__What you should do__: Rewrite the material below from the line containing "door and report bounding boxes." through the end, keeping every line including the requests, and offset each bounding-box coordinate by adding 42.

[START Supplied entries]

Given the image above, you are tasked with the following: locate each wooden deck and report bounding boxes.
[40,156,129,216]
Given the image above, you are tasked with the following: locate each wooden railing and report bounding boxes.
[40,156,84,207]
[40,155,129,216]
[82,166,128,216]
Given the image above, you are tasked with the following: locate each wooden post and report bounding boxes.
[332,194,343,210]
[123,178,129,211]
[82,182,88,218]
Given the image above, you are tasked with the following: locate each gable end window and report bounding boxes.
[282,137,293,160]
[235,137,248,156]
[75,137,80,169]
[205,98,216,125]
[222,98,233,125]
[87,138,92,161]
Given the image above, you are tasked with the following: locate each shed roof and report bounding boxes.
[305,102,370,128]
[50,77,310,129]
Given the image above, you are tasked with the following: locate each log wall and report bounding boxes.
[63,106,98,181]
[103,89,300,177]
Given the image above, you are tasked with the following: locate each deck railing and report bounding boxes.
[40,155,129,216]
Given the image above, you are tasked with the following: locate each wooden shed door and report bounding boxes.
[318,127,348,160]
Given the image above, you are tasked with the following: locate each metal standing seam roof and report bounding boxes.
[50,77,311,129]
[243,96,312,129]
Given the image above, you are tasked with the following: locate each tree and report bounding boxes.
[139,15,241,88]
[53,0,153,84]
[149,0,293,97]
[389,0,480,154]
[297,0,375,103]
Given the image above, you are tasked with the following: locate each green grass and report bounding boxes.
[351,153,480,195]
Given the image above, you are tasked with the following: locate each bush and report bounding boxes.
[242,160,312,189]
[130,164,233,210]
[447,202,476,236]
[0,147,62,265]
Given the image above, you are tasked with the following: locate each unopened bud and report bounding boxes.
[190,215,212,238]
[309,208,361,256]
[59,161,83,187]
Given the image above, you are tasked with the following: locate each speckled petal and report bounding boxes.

[END Supplied entries]

__Written response__:
Given the image above, you are tasked with the following: locate each wooden shed door and report bounding boxes.
[360,169,390,202]
Given the image above, you are tasked with the following: locate each metal standing seam roof and report bounding boxes.
[92,119,353,171]
[285,138,354,171]
Given the image above, you are tasked with the following: locate each tree and report bounding boxes.
[181,57,283,130]
[95,42,195,126]
[191,42,335,139]
[431,42,522,196]
[339,42,417,145]
Given the image above, you are tasked with the following: locate each green grass and report bounding boxes.
[393,195,522,237]
Given the image above, you are tasked with the following: locate each bush and report bounding boxes.
[284,202,354,231]
[172,206,275,252]
[489,244,518,278]
[42,189,104,307]
Given the image above, you are tasked with the following: locate each unopened bud and report bounding boxes.
[232,257,254,280]
[351,250,403,298]
[101,203,125,229]
Given the image above, you are tasked with the following: locate each speckled petal and report bounding boxes.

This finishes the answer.